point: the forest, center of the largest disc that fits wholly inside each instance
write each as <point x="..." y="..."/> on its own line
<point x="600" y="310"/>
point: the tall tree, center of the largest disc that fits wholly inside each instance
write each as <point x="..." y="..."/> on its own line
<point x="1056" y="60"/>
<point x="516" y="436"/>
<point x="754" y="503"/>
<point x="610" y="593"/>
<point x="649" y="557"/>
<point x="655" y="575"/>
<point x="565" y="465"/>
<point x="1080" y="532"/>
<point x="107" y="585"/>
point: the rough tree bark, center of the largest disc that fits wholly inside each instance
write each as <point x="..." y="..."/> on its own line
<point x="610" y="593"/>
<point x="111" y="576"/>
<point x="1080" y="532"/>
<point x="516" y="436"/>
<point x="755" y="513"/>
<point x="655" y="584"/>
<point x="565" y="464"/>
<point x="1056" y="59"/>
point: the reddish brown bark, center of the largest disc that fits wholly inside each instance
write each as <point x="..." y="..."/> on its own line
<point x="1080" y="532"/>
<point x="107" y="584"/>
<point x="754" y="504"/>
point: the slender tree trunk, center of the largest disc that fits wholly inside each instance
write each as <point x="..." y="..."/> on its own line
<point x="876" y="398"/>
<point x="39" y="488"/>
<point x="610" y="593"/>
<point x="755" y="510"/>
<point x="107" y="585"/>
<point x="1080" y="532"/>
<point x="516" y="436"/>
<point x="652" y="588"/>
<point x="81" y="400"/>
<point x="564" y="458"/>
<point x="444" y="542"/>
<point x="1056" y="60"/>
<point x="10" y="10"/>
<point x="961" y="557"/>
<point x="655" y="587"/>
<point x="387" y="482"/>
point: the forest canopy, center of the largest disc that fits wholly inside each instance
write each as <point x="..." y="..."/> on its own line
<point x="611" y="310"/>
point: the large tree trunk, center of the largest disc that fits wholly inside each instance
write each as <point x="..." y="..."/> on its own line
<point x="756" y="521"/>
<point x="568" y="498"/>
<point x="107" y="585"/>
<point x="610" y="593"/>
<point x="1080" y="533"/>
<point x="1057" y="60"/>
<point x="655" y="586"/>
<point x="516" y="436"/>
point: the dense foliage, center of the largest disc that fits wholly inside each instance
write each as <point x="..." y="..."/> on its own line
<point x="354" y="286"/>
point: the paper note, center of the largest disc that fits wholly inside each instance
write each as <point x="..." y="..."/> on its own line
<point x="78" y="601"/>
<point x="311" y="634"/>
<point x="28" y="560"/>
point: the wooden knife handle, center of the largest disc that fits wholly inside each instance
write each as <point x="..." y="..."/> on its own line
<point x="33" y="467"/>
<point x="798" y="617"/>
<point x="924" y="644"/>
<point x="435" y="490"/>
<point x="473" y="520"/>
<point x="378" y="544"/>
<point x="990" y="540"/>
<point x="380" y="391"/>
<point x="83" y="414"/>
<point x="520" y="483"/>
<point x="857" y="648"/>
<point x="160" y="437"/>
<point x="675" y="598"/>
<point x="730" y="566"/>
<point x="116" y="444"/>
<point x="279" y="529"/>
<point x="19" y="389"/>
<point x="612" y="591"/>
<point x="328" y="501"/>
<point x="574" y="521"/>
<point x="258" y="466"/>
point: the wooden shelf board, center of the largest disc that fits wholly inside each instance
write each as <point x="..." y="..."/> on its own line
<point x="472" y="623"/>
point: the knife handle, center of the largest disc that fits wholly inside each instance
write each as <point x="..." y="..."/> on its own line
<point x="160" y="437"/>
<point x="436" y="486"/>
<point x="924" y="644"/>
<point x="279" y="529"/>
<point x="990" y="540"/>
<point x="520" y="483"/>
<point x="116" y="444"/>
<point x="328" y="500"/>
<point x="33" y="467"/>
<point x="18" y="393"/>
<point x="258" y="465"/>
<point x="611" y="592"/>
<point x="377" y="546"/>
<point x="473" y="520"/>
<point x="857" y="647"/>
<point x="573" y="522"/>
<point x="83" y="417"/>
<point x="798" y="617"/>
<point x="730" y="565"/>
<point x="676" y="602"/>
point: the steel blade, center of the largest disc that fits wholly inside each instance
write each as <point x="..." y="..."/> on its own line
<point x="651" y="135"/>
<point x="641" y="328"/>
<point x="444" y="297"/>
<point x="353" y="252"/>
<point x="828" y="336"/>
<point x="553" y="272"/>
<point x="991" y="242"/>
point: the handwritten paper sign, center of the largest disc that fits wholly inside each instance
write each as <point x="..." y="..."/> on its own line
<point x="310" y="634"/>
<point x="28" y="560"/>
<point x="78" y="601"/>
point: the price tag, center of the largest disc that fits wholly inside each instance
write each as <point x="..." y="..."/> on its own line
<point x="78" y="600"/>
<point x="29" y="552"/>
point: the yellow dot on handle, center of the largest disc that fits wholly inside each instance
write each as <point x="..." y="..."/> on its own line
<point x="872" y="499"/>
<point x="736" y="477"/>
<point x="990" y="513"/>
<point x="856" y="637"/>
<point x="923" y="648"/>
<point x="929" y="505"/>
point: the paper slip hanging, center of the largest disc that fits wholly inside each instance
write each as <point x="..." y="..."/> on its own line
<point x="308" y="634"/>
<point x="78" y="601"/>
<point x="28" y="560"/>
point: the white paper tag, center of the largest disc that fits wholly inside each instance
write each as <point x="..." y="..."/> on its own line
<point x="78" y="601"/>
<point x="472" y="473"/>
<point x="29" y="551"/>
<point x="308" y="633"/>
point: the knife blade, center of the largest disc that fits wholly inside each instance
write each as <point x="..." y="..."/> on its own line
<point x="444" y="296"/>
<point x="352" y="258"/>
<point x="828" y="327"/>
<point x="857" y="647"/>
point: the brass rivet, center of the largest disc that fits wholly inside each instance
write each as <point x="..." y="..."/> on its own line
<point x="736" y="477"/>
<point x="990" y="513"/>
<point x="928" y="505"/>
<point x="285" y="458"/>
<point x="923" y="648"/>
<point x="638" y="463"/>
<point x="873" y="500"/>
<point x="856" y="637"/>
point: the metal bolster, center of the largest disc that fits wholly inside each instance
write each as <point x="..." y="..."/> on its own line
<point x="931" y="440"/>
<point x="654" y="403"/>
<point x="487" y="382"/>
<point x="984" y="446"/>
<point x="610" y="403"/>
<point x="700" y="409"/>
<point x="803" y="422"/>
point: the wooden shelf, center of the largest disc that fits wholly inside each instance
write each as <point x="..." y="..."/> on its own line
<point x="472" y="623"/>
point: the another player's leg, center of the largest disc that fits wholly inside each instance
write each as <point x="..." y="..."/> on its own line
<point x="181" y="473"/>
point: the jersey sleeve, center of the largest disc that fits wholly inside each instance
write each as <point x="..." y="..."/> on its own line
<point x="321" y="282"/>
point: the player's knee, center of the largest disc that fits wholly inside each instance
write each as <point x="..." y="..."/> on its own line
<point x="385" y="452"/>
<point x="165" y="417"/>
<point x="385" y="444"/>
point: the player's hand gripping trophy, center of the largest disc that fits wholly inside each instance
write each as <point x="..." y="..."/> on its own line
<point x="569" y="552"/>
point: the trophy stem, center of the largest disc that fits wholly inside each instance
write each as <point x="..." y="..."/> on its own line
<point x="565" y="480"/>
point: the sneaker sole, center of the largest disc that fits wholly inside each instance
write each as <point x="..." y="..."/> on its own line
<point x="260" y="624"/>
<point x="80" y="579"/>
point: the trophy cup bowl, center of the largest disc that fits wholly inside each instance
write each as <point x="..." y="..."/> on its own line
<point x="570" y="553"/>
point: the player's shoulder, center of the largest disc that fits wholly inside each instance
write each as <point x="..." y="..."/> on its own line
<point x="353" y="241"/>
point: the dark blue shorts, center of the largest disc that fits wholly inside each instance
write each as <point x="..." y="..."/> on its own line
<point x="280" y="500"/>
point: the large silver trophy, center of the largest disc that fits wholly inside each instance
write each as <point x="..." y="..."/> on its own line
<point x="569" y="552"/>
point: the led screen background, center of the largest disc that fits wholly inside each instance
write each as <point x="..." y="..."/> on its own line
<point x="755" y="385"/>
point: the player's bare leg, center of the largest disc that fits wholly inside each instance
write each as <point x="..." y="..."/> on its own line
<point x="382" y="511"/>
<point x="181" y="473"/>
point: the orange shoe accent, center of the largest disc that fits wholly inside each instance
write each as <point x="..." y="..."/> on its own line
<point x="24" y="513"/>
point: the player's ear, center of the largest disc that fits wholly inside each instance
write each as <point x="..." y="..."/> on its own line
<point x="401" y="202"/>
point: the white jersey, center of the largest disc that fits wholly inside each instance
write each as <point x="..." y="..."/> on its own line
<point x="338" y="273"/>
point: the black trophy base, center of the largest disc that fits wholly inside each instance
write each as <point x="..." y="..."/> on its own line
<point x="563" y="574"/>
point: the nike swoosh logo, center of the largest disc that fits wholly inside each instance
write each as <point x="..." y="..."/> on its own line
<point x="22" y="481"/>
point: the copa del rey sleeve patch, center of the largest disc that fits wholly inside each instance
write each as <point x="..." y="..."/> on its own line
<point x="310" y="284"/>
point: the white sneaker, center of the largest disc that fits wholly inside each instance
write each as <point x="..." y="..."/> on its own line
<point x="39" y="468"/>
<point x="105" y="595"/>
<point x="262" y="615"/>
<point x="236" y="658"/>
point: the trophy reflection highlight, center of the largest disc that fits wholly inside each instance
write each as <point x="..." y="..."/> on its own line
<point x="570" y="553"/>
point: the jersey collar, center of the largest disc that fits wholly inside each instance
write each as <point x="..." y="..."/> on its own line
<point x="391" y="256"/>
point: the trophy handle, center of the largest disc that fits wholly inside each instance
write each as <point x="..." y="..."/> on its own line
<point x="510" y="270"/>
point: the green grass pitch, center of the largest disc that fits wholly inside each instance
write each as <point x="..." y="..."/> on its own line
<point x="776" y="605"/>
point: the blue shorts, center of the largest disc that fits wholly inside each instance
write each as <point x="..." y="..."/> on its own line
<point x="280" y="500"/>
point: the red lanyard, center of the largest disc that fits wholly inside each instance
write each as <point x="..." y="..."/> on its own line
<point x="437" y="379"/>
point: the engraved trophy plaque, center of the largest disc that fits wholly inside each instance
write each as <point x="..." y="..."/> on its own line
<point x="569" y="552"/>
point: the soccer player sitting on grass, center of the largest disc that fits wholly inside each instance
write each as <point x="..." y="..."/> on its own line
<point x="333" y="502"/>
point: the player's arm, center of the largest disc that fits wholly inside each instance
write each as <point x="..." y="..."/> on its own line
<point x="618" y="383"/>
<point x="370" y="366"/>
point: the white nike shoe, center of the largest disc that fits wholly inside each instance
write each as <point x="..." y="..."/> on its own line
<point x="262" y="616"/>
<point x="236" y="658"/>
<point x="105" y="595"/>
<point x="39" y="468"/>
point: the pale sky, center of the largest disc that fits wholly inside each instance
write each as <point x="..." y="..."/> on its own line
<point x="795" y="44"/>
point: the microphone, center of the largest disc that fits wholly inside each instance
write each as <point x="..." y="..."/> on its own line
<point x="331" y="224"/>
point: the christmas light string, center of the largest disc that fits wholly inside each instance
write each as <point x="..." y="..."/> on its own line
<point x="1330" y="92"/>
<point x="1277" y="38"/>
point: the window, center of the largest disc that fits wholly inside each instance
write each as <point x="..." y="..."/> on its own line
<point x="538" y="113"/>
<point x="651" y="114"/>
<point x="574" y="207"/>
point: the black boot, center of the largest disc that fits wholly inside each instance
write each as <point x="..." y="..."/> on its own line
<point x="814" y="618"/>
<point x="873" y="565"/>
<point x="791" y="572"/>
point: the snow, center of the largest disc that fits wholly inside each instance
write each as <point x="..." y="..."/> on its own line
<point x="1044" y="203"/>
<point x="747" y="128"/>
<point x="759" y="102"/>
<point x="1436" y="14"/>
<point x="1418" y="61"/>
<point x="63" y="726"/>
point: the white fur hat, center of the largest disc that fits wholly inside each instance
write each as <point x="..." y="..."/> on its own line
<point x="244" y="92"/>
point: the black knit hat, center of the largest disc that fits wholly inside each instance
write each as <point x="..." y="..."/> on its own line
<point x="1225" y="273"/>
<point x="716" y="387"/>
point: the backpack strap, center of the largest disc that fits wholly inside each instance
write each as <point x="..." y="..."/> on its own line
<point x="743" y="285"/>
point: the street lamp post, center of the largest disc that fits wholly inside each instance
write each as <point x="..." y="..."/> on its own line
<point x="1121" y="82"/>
++++++++++
→ Required work
Transcribe exactly, and only, the lines from the one bearing "point: the black boot, center" through the last line of the entries, counting both.

→ Reply to the exercise
point: the black boot, center of the largest disc that fits wholly inside each instance
write each as <point x="..." y="..."/> on its own line
<point x="814" y="618"/>
<point x="873" y="565"/>
<point x="791" y="572"/>
point: the snow, center of the largest disc that fits wholly inside each instance
write each as <point x="..." y="..."/> on its own line
<point x="1044" y="203"/>
<point x="747" y="128"/>
<point x="759" y="102"/>
<point x="1436" y="14"/>
<point x="1418" y="61"/>
<point x="63" y="726"/>
point: the white fur hat, center of the largest disc that fits wholly inside each instance
write each as <point x="..." y="..."/> on its own line
<point x="244" y="92"/>
point: the black knit hat, center of the largest disc that fits wholly inside each instance
write each as <point x="..." y="..."/> on its own line
<point x="1225" y="273"/>
<point x="716" y="387"/>
point: the backpack strap, center of the largest disc that fits wholly inside each instance
write each as <point x="..." y="..."/> on its own line
<point x="743" y="285"/>
point: the street lamp post, center of the largest disc that fits wholly inside each instance
write each as <point x="..." y="..."/> on its own line
<point x="1121" y="82"/>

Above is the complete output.